Twenty-six current and former Meta employees filed a federal lawsuit Monday in the U.S. Northern District Court of California alleging the company used artificial intelligence systems to systematically target workers with disabilities or those on protected medical, parental, or family leave during its May 2024 mass layoff. The plaintiffs claim Meta replaced managerial discretion with AI-driven metrics—including productivity scores, keystroke monitoring, and AI token consumption data—to generate termination lists, effectively penalizing employees for approved absences. The complaint names specific tools including Metamate, Meta's internal AI assistant, and employee-built monitoring dashboards that allegedly recorded absences as "disengagement" and suppressed performance ratings. One plaintiff was terminated while on approved pre-birth leave; another alleges a manager discouraged medical leave by warning that leadership would "definitely" fire them if they took it.

The lawsuit invokes federal and state anti-discrimination statutes protecting pregnancy and disability status. The plaintiffs, anonymous employees from six states and Washington, D.C., argue Meta failed to adjust its algorithms to account for approved absences, thereby violating Title I of the Americans with Disabilities Act and comparable state laws. Meta has denied the allegations, stating that workforce decisions were "made by people, not AI."

EXERCISE TASKS |
a. Decide whether each statement agrees with the passage on the Meta layoff lawsuit, answering yes or no and quoting the deciding words: (i) The lawsuit was filed in a California state court. (ii) The plaintiffs come from six states and Washington, D.C. (iii) Meta stated that its workforce decisions were made by AI.
b. Resume the passage on the Meta layoff lawsuit, picking up after its final sentence.

DATA FOR REVIEW |
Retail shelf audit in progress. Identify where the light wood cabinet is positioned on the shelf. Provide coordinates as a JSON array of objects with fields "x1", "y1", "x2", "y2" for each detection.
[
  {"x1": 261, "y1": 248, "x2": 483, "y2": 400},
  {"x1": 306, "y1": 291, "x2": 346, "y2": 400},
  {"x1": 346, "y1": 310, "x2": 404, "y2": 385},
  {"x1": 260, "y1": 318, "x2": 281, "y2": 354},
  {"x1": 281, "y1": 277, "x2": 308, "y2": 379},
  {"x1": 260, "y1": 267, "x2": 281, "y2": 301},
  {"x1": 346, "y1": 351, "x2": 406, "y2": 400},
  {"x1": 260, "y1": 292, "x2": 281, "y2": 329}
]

RESULTS |
a.
(i) No: "filed a federal lawsuit Monday in the U.S. Northern District Court of California"
(ii) Yes: "anonymous employees from six states and Washington, D.C."
(iii) No: "made by people, not AI."

b.
This case represents the first major legal challenge to an American corporation's use of AI in executing layoffs and could establish precedent for how employment discrimination law applies to algorithmic decision-making. Attorneys should monitor the outcome closely: a plaintiff victory could require companies to conduct bias audits of HR algorithms and document human review of termination recommendations. The case also tests enforcement of recently enacted algorithmic bias screening requirements in California and New York City, making it a bellwether for corporate AI governance in hiring and termination decisions.